Extracted records:

=====

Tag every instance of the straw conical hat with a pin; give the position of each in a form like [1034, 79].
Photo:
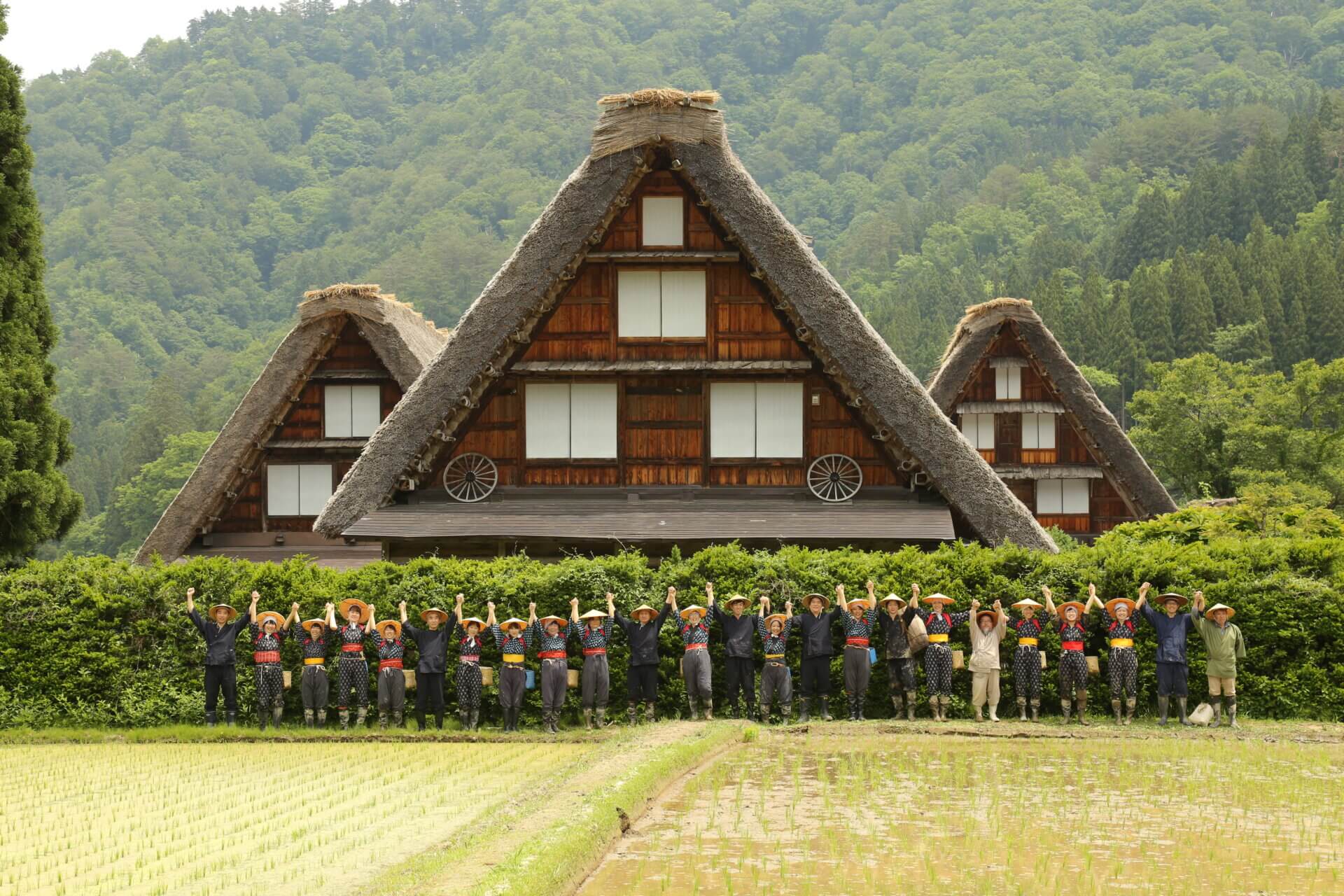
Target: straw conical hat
[353, 602]
[1116, 602]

=====

An exact copy of the data is required, with the pictures excluded.

**Output below**
Tag every instance of the straw conical hat with a pin; give the position of each in a form like [1034, 79].
Photo:
Target: straw conical hat
[353, 602]
[1116, 602]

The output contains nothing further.